Listing –

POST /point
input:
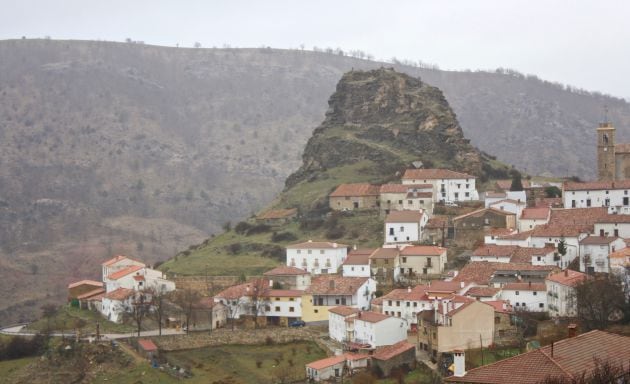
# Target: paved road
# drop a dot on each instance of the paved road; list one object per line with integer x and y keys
{"x": 17, "y": 330}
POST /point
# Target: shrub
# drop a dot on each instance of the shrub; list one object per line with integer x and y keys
{"x": 283, "y": 236}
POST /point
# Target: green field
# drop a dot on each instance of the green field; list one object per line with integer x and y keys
{"x": 66, "y": 321}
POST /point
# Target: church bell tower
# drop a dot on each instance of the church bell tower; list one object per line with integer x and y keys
{"x": 606, "y": 152}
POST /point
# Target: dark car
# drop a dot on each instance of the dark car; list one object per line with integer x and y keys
{"x": 297, "y": 323}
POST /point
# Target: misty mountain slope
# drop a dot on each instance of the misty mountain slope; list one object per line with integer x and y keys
{"x": 94, "y": 135}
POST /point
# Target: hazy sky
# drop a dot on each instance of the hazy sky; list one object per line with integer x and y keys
{"x": 582, "y": 43}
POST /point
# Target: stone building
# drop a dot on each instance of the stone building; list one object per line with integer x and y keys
{"x": 613, "y": 160}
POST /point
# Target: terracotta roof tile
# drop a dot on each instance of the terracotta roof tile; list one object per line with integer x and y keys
{"x": 422, "y": 250}
{"x": 335, "y": 285}
{"x": 391, "y": 351}
{"x": 359, "y": 189}
{"x": 86, "y": 282}
{"x": 385, "y": 253}
{"x": 404, "y": 216}
{"x": 402, "y": 188}
{"x": 536, "y": 213}
{"x": 316, "y": 245}
{"x": 571, "y": 358}
{"x": 567, "y": 277}
{"x": 124, "y": 272}
{"x": 119, "y": 294}
{"x": 436, "y": 173}
{"x": 343, "y": 310}
{"x": 285, "y": 270}
{"x": 597, "y": 185}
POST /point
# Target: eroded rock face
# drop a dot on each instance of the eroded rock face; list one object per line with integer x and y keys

To do –
Convert every line of the listing above into a Markdown table with two columns, Row and Line text, numbering the rows and skipping blank lines. Leave the picture out of the table.

Answer –
| Row | Line text |
|---|---|
| 1 | POST /point |
| 2 | input: |
| 3 | # Target: paved road |
| 4 | # drop a dot on each instance of the paved road; list one object per line with integer x and y keys |
| 5 | {"x": 17, "y": 330} |
| 6 | POST /point |
| 7 | # Target: shrub |
| 8 | # drop a dot on each instance of the shrub; list one object per line with integer x and y keys |
| 9 | {"x": 283, "y": 236} |
| 10 | POST /point |
| 11 | # Target: green field |
| 12 | # drop a dot on each instance of the green field; list one object per line with integer x and y keys |
| 13 | {"x": 66, "y": 321} |
| 14 | POST /point |
| 15 | # Target: church bell tower |
| 16 | # drop a dot on each instance of the church bell tower; list one object per line with integer x and y keys |
| 17 | {"x": 606, "y": 152} |
| 18 | POST /point |
| 19 | # Target: dark car |
| 20 | # drop a dot on each instance of the dark car; list one object per line with integer x and y keys |
| 21 | {"x": 297, "y": 323} |
| 22 | POST /point |
| 23 | # Target: misty mountain slope |
| 24 | # drop a dot on each instance of the misty mountain slope; list one object per line with integer x and y keys |
| 25 | {"x": 94, "y": 135} |
| 26 | POST /point |
| 27 | # Target: hazy sky |
| 28 | # drop a dot on each instance of the hazy sky; list one object per line with integer x and y keys |
| 29 | {"x": 582, "y": 43} |
| 30 | POST /point |
| 31 | # Target: stone building |
| 32 | # drop a dot on each instance of the stone building; list one object per line with integer x and y keys |
| 33 | {"x": 613, "y": 160} |
| 34 | POST /point |
| 35 | # Target: terracotta roof tile |
| 36 | # drop a dot on each instance of the terracotta roof tile; list one object per line with integer x and y keys |
| 37 | {"x": 422, "y": 250} |
| 38 | {"x": 335, "y": 285} |
| 39 | {"x": 391, "y": 351} |
| 40 | {"x": 359, "y": 189} |
| 41 | {"x": 86, "y": 282} |
| 42 | {"x": 385, "y": 253} |
| 43 | {"x": 404, "y": 216} |
| 44 | {"x": 402, "y": 188} |
| 45 | {"x": 536, "y": 213} |
| 46 | {"x": 316, "y": 245} |
| 47 | {"x": 571, "y": 358} |
| 48 | {"x": 567, "y": 277} |
| 49 | {"x": 124, "y": 272} |
| 50 | {"x": 119, "y": 294} |
| 51 | {"x": 436, "y": 173} |
| 52 | {"x": 343, "y": 310} |
| 53 | {"x": 285, "y": 270} |
| 54 | {"x": 597, "y": 185} |
| 55 | POST /point |
| 56 | # Target: eroded rock face |
| 57 | # drop a dot on each instance of the eroded rock face; list one object per line with integer x and y keys |